* **What is expected**
Every line below that holds the string "jacket" should be copied out.

[Image point grounding data]
————————
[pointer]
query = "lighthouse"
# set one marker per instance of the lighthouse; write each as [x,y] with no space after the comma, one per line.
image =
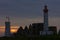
[45,28]
[45,10]
[7,27]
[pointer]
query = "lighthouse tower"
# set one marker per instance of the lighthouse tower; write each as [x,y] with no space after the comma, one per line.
[45,10]
[7,27]
[45,28]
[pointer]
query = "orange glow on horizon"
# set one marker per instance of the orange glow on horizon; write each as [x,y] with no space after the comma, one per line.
[13,29]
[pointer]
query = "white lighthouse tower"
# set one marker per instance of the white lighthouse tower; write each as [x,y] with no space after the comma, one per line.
[7,27]
[45,28]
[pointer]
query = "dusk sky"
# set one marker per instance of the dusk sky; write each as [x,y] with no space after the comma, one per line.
[25,12]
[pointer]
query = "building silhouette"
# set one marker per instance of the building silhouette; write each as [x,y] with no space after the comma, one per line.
[53,29]
[37,29]
[7,27]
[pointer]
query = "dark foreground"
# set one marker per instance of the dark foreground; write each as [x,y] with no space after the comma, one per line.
[55,37]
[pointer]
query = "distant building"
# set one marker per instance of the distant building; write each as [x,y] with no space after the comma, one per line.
[20,31]
[53,29]
[36,28]
[26,31]
[7,29]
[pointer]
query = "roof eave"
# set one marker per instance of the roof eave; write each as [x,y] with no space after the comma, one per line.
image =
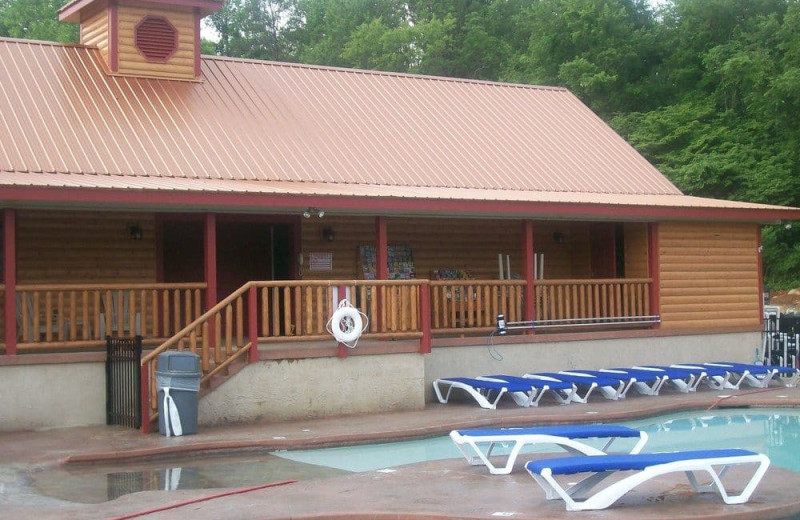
[153,200]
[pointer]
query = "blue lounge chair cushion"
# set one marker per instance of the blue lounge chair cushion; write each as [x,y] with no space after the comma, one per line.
[640,461]
[584,380]
[491,385]
[552,385]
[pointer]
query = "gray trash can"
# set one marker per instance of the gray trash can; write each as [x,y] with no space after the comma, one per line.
[178,383]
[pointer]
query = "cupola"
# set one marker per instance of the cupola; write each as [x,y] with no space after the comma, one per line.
[145,38]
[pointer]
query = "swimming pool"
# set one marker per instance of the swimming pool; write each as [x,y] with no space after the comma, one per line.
[775,432]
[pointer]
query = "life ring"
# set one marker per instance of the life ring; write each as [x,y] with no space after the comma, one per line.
[346,324]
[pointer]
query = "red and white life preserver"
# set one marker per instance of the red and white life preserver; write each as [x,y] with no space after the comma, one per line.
[346,324]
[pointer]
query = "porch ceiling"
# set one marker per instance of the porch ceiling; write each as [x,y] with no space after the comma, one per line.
[54,190]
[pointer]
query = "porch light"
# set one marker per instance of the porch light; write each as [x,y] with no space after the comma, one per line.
[313,211]
[135,231]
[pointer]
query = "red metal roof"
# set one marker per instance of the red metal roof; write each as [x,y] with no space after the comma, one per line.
[256,127]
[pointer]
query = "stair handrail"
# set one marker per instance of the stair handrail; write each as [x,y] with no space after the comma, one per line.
[193,325]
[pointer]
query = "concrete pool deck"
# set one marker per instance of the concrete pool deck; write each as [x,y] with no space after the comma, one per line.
[431,490]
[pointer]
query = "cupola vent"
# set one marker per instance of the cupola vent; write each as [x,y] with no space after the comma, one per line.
[156,38]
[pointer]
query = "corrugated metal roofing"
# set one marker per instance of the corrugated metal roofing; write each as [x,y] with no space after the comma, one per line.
[265,127]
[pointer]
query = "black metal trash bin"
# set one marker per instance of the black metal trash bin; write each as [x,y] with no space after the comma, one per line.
[178,384]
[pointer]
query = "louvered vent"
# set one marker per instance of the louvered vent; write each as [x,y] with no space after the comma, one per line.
[156,38]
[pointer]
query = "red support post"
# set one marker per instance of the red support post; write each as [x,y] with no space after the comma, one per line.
[654,270]
[144,392]
[252,323]
[10,279]
[527,263]
[425,318]
[342,295]
[210,270]
[381,266]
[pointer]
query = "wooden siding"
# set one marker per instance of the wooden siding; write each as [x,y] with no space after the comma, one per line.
[94,31]
[709,275]
[180,65]
[84,247]
[636,259]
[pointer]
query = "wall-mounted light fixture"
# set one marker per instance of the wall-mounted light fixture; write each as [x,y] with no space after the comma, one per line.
[313,211]
[135,231]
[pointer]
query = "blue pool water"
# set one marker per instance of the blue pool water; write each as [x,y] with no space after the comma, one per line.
[775,432]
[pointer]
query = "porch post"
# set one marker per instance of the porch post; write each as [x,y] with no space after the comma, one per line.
[210,268]
[10,279]
[381,266]
[381,249]
[252,322]
[527,262]
[653,268]
[425,318]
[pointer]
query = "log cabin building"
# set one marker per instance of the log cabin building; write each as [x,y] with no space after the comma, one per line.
[228,206]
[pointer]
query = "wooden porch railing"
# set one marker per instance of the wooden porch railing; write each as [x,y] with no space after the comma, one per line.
[74,316]
[461,305]
[274,311]
[561,303]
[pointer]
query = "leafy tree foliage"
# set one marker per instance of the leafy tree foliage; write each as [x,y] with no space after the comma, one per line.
[35,20]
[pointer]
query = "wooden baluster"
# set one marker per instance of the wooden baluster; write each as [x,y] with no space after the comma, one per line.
[204,356]
[154,306]
[228,330]
[187,308]
[26,318]
[239,322]
[143,316]
[218,338]
[305,303]
[85,315]
[165,313]
[321,315]
[265,311]
[276,317]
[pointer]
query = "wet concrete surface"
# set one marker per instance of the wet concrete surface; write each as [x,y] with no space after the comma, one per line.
[430,490]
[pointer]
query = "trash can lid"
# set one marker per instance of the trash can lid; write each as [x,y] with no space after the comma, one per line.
[177,361]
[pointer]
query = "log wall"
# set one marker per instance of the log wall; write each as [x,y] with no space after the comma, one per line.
[636,258]
[464,244]
[709,275]
[84,247]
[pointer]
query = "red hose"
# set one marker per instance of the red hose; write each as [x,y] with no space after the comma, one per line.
[202,499]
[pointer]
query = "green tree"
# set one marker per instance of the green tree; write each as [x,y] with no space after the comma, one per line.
[35,20]
[256,29]
[602,50]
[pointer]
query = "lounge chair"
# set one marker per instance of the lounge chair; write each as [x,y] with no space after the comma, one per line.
[646,466]
[759,376]
[646,382]
[560,390]
[575,397]
[487,392]
[717,378]
[477,445]
[612,387]
[684,380]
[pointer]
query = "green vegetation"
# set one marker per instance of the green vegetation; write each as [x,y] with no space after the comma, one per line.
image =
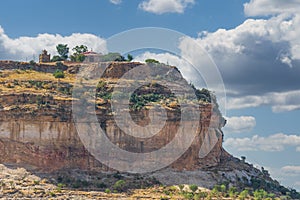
[193,188]
[112,57]
[63,51]
[78,56]
[59,74]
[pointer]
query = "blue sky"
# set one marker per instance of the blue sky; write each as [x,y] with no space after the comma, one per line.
[254,43]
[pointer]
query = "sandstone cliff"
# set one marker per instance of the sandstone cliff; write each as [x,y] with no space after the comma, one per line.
[37,129]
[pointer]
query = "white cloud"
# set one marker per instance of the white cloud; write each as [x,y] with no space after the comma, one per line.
[258,60]
[273,143]
[271,7]
[291,169]
[23,48]
[239,124]
[165,6]
[116,2]
[280,102]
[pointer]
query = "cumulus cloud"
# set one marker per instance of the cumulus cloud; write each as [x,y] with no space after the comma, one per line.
[273,143]
[239,124]
[271,7]
[291,169]
[258,58]
[24,48]
[165,6]
[280,102]
[116,2]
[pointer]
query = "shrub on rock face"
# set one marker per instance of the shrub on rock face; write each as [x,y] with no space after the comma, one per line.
[59,74]
[193,187]
[119,185]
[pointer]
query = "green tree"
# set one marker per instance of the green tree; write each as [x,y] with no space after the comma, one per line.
[78,53]
[63,51]
[244,194]
[56,59]
[59,74]
[193,187]
[129,57]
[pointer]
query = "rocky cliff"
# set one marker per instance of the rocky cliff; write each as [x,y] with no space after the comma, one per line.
[37,130]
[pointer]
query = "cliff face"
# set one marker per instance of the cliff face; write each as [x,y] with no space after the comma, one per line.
[37,130]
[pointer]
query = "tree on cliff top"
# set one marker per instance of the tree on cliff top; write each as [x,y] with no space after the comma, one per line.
[78,53]
[63,51]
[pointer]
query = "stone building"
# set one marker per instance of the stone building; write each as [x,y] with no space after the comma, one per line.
[91,56]
[44,57]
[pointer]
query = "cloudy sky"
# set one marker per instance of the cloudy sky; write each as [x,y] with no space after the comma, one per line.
[254,43]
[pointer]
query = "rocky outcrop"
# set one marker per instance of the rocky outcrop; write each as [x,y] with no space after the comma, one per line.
[38,129]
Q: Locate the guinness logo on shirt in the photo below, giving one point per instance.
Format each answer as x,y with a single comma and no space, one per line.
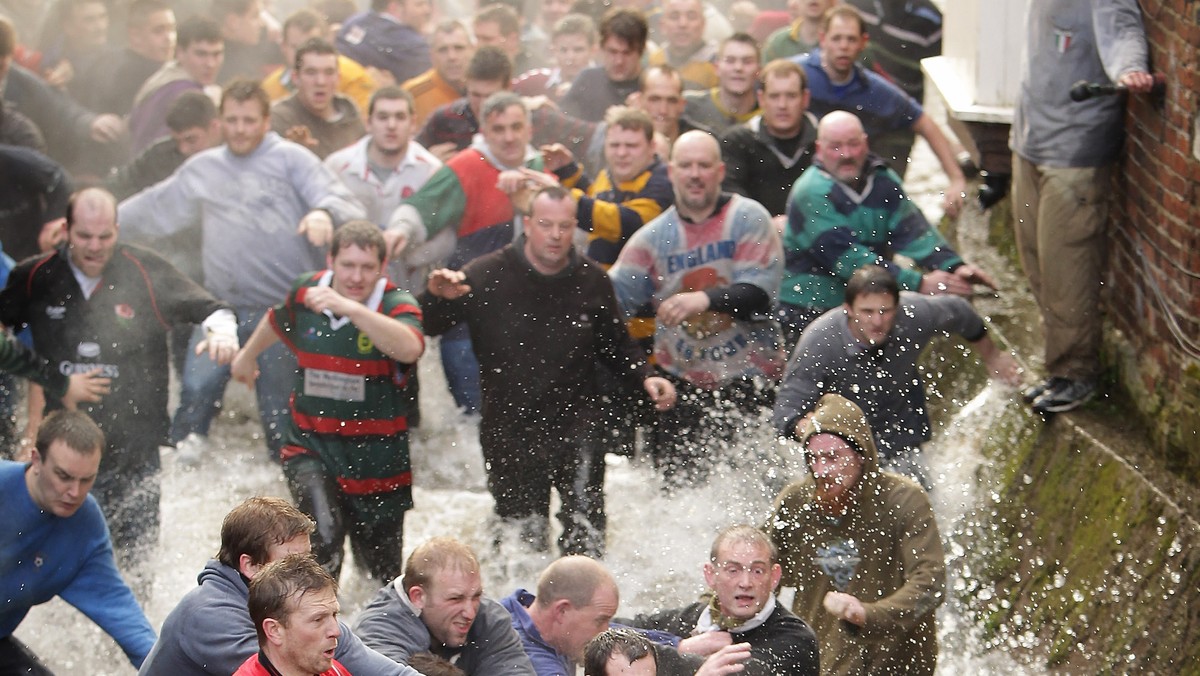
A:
88,351
365,344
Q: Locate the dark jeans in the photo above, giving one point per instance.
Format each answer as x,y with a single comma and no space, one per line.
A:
17,658
525,462
129,494
377,544
682,440
461,368
203,384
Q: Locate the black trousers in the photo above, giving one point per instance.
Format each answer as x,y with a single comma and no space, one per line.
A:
129,492
526,461
684,441
377,544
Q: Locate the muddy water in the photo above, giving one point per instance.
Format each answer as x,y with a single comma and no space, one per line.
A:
655,542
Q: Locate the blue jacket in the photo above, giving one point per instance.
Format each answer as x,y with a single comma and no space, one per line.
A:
881,106
546,660
43,556
375,40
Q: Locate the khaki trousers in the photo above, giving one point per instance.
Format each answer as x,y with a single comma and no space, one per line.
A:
1060,219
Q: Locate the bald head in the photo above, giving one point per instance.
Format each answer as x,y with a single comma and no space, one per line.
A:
575,579
841,147
696,173
839,123
576,599
696,141
91,229
90,201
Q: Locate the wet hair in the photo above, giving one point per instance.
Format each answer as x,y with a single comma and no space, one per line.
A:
277,587
743,39
141,10
573,578
743,533
243,90
633,119
88,196
433,556
317,46
490,64
871,279
450,25
628,25
364,234
666,70
501,15
391,93
501,102
335,11
430,664
556,192
305,21
781,69
576,24
845,12
625,642
7,37
256,525
191,109
222,9
197,29
72,428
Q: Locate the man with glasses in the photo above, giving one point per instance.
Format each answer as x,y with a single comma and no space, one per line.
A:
742,573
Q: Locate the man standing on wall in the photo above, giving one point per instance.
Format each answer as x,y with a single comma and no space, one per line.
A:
1062,161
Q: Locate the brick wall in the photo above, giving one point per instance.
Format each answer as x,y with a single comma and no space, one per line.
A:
1156,240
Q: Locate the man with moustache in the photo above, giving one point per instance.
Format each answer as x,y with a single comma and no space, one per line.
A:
317,117
709,268
95,304
862,548
850,210
839,82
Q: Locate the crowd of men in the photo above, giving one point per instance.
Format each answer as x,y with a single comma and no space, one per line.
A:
630,227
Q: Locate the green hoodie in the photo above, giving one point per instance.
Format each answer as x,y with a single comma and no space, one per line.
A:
886,551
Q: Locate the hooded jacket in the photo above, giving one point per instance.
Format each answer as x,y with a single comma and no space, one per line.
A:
886,550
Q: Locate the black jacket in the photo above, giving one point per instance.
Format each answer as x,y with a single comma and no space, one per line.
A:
784,645
121,330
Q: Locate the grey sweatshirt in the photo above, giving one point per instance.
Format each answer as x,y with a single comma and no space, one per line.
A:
882,380
1069,41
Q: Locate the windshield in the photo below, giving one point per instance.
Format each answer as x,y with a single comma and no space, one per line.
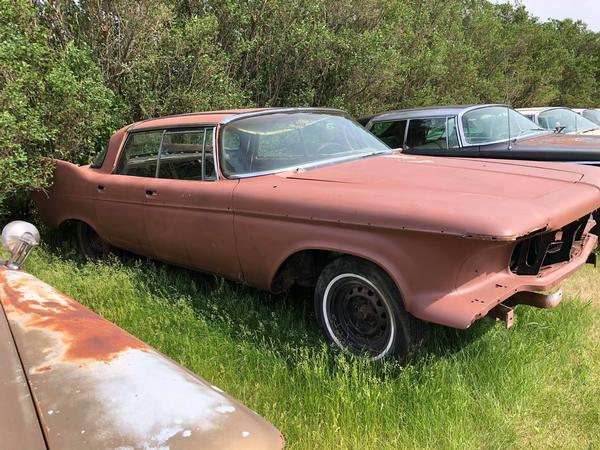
————————
* **Task solution**
Q: Locate the blue jacket in the photo above, giving one point per instance.
Q: Locate the hooded jacket in the photo above, giving one point per instance.
Q: Locate the black jacket in the photo above, giving one point per instance.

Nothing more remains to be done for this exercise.